-- START --
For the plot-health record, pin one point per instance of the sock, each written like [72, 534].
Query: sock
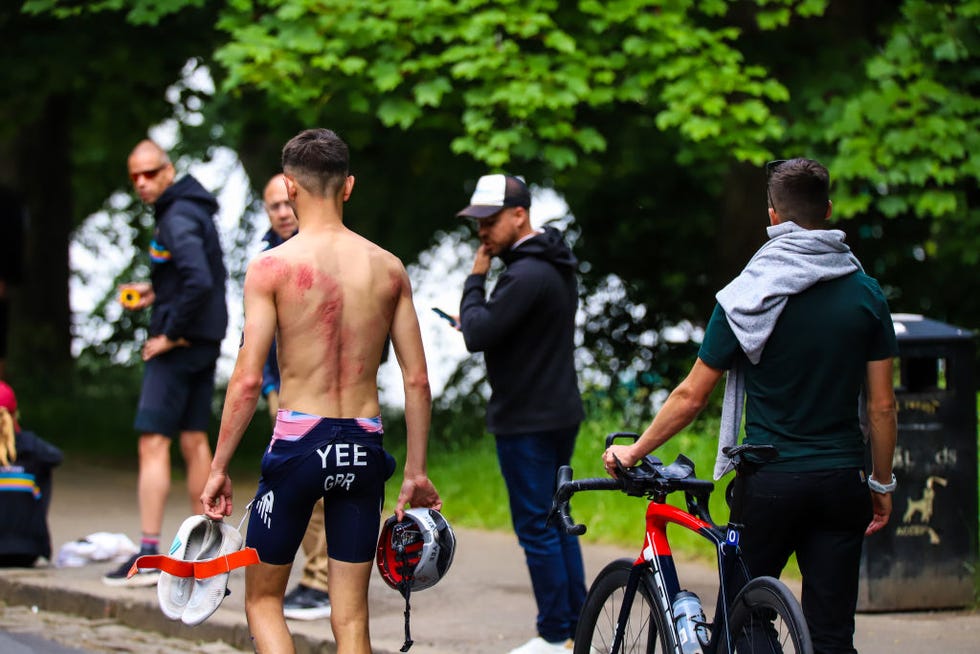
[149, 544]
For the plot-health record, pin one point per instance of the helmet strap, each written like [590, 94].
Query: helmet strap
[406, 588]
[405, 585]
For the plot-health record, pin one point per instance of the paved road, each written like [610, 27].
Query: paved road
[27, 631]
[483, 606]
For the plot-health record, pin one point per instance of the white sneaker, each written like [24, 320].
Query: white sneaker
[208, 593]
[195, 536]
[540, 646]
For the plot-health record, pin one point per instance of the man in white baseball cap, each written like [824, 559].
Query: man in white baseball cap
[526, 331]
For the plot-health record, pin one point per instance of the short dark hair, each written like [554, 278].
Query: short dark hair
[318, 159]
[799, 190]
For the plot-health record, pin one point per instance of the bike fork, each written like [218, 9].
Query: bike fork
[632, 584]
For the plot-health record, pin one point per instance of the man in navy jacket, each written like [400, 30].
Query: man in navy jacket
[187, 324]
[526, 331]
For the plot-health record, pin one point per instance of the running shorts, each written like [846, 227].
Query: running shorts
[339, 459]
[178, 387]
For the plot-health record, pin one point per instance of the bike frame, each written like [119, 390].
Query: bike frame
[658, 558]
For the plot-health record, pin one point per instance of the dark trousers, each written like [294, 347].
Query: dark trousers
[529, 463]
[821, 516]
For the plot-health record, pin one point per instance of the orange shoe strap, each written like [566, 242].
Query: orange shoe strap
[197, 569]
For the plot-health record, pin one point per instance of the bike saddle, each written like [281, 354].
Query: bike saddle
[756, 453]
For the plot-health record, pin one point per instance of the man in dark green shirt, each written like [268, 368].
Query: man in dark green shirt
[802, 331]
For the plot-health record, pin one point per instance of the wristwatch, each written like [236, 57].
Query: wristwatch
[878, 487]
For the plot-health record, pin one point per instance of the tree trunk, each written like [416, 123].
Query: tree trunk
[40, 345]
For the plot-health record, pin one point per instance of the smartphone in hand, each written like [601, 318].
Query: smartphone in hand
[445, 316]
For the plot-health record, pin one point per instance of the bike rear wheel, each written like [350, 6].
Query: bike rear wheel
[765, 618]
[644, 629]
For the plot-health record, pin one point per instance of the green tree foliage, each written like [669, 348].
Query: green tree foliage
[652, 118]
[78, 94]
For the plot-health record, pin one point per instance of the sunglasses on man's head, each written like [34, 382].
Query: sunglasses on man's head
[149, 174]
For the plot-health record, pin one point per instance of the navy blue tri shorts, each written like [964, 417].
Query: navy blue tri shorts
[339, 459]
[177, 390]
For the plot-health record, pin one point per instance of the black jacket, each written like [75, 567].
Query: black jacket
[526, 331]
[188, 272]
[25, 496]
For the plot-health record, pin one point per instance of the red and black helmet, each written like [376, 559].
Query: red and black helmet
[416, 552]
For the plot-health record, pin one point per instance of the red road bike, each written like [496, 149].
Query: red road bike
[630, 605]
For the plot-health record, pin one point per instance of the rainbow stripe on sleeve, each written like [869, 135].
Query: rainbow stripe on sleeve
[159, 253]
[19, 482]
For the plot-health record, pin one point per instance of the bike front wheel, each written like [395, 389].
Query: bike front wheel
[765, 618]
[644, 631]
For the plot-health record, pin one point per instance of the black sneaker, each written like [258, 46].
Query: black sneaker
[305, 603]
[141, 579]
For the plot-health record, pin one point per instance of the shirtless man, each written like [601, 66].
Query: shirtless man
[330, 297]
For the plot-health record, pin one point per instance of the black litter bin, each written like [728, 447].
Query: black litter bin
[925, 557]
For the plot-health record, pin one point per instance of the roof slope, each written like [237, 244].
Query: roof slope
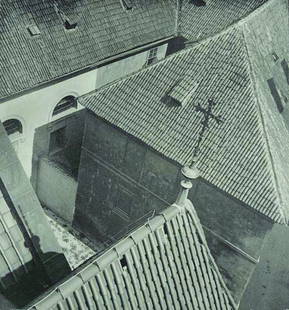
[199, 22]
[104, 29]
[234, 154]
[163, 264]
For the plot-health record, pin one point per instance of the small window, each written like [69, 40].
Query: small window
[67, 23]
[13, 126]
[152, 56]
[57, 140]
[275, 94]
[285, 67]
[64, 104]
[126, 4]
[199, 2]
[33, 30]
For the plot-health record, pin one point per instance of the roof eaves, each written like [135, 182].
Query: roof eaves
[283, 218]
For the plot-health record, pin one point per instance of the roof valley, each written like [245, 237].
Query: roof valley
[262, 128]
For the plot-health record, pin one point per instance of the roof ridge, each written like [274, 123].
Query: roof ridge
[118, 250]
[181, 52]
[193, 215]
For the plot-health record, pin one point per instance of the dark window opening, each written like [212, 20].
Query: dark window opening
[275, 94]
[275, 56]
[126, 4]
[166, 231]
[152, 56]
[199, 2]
[33, 30]
[285, 67]
[12, 126]
[123, 262]
[68, 25]
[57, 140]
[65, 104]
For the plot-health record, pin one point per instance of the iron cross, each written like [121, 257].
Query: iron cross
[208, 115]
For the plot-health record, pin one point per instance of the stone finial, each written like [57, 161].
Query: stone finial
[183, 194]
[191, 172]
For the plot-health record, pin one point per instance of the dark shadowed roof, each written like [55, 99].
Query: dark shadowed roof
[26, 239]
[198, 22]
[235, 155]
[164, 264]
[104, 28]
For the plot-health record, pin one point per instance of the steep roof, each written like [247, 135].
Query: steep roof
[199, 22]
[163, 264]
[235, 155]
[104, 28]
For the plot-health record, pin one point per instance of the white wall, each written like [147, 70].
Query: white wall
[35, 109]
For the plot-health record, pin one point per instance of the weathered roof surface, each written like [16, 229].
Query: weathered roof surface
[164, 264]
[235, 154]
[103, 29]
[26, 238]
[198, 22]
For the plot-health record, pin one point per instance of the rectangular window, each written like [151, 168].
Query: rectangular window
[33, 30]
[285, 67]
[275, 94]
[57, 140]
[152, 56]
[126, 4]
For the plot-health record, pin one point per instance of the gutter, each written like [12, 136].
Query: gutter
[86, 69]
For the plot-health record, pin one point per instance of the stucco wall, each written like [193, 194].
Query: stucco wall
[59, 195]
[35, 109]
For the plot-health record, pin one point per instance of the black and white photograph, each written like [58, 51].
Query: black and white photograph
[144, 154]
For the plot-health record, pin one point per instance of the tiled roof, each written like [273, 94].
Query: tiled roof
[234, 154]
[25, 235]
[164, 264]
[103, 29]
[198, 22]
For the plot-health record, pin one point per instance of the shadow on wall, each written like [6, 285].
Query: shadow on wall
[26, 282]
[30, 278]
[55, 163]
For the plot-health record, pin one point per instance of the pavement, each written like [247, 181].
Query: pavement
[269, 285]
[76, 247]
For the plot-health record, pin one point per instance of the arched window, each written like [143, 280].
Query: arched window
[68, 102]
[13, 126]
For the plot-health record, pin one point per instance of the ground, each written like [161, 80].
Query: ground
[269, 285]
[76, 248]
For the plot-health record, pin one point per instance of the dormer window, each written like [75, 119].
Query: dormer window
[67, 103]
[152, 56]
[126, 5]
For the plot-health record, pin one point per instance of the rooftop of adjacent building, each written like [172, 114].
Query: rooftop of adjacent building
[213, 84]
[167, 257]
[54, 40]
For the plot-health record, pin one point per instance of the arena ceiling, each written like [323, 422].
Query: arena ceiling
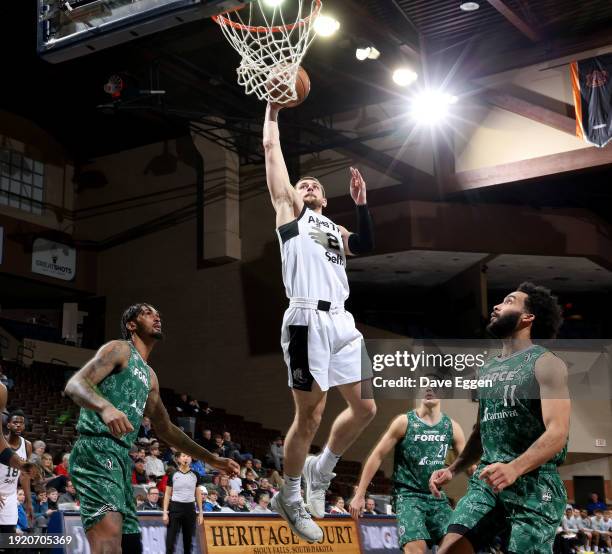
-- END --
• WHAT THE EXERCISE ASKS
Pick out every line of the records above that contains the word "hand", and copy each one.

• COMPLETE ANSWER
For the plot-health record, pin one point per instance of the smartphone in hand, each written like [601, 318].
Query: smartphone in hand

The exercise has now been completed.